═══ RAW RECORDS ═══

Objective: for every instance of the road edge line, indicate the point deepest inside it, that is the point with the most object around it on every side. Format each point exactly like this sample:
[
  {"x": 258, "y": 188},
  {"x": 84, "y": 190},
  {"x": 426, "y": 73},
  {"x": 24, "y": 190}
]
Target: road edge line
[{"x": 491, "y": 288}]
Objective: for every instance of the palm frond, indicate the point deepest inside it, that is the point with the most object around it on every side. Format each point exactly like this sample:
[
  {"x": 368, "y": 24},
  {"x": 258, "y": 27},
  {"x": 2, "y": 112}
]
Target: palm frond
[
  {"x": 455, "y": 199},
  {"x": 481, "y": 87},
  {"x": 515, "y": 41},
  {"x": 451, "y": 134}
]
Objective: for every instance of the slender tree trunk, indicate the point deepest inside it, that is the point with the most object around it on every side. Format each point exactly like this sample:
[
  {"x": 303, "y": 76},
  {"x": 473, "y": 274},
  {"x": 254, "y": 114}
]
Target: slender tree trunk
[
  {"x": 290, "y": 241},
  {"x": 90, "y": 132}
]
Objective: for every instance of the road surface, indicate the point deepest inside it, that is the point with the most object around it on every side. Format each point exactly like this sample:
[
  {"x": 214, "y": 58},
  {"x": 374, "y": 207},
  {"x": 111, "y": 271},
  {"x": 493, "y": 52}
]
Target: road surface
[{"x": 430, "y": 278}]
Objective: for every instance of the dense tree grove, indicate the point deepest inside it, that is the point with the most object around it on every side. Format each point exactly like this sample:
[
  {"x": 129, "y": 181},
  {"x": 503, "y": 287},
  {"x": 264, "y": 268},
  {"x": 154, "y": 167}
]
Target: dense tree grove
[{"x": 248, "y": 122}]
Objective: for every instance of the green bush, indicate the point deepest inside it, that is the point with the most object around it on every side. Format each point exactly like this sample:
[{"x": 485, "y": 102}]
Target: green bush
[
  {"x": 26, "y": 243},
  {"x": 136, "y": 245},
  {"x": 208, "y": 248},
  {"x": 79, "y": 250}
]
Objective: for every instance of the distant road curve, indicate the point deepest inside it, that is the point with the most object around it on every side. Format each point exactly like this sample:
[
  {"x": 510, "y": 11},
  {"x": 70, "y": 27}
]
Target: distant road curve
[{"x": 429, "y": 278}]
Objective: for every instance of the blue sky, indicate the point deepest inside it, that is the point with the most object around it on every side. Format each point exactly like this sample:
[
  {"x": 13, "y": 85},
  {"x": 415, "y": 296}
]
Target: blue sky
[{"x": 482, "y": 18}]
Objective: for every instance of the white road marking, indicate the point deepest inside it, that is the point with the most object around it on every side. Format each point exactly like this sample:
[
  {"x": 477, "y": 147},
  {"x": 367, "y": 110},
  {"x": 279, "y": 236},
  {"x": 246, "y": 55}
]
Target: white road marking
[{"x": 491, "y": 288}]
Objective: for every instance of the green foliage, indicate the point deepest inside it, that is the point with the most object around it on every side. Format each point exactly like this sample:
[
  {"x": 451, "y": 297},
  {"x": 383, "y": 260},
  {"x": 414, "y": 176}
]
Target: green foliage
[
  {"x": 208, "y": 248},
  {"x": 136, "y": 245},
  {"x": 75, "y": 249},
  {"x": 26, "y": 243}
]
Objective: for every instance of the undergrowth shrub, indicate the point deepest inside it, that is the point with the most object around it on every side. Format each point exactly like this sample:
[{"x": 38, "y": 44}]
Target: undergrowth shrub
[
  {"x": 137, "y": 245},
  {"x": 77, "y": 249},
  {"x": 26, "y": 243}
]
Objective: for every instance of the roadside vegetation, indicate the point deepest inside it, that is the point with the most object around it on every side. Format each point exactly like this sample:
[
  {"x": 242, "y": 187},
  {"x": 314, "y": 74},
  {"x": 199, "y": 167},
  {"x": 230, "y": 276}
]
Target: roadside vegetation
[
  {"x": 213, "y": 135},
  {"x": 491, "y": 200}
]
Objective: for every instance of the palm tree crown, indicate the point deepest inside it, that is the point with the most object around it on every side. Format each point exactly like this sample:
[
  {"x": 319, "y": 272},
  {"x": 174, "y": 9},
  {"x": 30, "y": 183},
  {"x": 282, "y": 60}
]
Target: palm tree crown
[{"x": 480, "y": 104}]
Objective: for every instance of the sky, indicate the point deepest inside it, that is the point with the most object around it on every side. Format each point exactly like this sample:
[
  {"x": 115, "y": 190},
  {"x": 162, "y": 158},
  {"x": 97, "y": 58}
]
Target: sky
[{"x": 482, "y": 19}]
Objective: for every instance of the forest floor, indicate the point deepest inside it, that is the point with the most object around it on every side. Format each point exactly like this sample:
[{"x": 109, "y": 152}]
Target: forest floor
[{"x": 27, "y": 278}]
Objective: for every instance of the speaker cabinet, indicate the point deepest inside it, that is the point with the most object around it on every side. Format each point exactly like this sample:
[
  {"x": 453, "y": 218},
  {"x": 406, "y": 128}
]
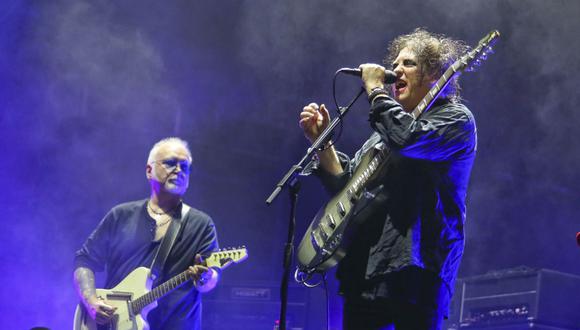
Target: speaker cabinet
[
  {"x": 520, "y": 298},
  {"x": 256, "y": 306}
]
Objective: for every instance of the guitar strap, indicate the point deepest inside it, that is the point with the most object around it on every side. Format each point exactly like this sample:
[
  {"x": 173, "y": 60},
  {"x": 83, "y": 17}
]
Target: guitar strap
[{"x": 167, "y": 243}]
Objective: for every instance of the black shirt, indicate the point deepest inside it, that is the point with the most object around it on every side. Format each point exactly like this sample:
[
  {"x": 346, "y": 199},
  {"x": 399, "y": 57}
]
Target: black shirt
[
  {"x": 123, "y": 241},
  {"x": 415, "y": 225}
]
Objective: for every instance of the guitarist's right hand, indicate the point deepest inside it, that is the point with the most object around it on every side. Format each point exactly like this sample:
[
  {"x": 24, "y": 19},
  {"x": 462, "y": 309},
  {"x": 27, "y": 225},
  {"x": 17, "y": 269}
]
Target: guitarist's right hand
[
  {"x": 313, "y": 120},
  {"x": 99, "y": 310}
]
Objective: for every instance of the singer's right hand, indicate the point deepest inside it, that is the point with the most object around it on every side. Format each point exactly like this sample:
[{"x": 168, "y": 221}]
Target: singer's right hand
[
  {"x": 313, "y": 120},
  {"x": 100, "y": 310}
]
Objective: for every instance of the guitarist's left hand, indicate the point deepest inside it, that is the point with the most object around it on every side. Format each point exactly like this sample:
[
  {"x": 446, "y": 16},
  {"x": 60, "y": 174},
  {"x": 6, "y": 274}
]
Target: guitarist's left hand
[{"x": 204, "y": 278}]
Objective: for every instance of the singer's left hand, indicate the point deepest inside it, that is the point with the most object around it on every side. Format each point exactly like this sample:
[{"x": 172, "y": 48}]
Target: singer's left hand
[{"x": 373, "y": 76}]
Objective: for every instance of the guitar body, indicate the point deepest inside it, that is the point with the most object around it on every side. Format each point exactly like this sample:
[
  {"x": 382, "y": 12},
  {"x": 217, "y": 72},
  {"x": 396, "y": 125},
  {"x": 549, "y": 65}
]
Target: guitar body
[
  {"x": 134, "y": 298},
  {"x": 136, "y": 284},
  {"x": 327, "y": 237}
]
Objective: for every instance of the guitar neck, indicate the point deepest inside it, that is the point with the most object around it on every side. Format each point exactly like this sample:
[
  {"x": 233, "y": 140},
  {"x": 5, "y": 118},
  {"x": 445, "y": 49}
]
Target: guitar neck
[
  {"x": 435, "y": 91},
  {"x": 220, "y": 259},
  {"x": 160, "y": 291}
]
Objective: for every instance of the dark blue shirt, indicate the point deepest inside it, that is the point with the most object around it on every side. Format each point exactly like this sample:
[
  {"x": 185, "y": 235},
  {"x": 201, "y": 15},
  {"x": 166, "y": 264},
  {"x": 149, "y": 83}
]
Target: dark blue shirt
[{"x": 123, "y": 241}]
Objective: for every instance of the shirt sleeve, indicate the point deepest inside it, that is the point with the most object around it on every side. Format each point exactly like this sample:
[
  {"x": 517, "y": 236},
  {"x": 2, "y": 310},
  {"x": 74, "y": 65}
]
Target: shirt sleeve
[
  {"x": 439, "y": 134},
  {"x": 95, "y": 250}
]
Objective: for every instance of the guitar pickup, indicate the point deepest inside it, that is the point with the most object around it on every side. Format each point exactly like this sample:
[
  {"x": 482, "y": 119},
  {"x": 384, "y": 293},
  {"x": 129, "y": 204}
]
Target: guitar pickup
[
  {"x": 317, "y": 239},
  {"x": 330, "y": 221},
  {"x": 340, "y": 209}
]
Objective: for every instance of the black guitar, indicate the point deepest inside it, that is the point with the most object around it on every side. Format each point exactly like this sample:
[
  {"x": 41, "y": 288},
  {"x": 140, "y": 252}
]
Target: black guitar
[{"x": 325, "y": 241}]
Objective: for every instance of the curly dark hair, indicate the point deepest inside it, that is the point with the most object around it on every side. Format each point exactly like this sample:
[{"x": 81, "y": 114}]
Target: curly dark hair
[{"x": 435, "y": 53}]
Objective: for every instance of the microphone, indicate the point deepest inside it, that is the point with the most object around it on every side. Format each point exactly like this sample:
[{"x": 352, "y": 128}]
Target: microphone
[{"x": 390, "y": 76}]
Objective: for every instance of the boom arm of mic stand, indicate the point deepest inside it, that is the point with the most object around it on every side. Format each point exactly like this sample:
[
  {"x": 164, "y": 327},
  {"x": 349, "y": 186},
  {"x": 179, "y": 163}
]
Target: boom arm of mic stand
[{"x": 324, "y": 136}]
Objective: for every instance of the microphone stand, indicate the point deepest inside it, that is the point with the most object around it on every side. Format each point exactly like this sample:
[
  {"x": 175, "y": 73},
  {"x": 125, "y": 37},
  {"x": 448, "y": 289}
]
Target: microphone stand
[{"x": 290, "y": 180}]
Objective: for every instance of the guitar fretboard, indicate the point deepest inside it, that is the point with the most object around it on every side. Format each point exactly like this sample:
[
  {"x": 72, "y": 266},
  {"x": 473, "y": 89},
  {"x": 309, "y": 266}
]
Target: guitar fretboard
[{"x": 138, "y": 304}]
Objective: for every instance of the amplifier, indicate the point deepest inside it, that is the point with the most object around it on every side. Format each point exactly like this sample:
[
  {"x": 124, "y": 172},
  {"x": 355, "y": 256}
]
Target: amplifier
[
  {"x": 256, "y": 306},
  {"x": 520, "y": 298}
]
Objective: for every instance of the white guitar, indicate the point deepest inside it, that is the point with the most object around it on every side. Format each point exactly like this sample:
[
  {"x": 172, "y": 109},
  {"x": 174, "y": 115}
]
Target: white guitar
[{"x": 134, "y": 298}]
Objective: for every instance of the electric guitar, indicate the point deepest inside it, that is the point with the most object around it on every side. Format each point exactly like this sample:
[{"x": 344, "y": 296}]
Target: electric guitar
[
  {"x": 326, "y": 238},
  {"x": 134, "y": 298}
]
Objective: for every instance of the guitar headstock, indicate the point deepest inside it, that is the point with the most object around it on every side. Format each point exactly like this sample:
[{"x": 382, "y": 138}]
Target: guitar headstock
[
  {"x": 225, "y": 257},
  {"x": 474, "y": 58}
]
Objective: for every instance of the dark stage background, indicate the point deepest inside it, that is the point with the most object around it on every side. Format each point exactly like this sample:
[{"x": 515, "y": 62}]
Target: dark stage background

═══

Please arrange everything from the line containing "Objective: for every instance of the dark stage" down to the end of the listing above as a numbered list, leaving out any blank lines.

ANSWER TO THIS TASK →
1. Objective: for every instance of the dark stage background, indicate the point deepest inside it, that is the point with the most object around it on every side. Format each point exactly like this sample:
2. [{"x": 515, "y": 62}]
3. Target: dark stage background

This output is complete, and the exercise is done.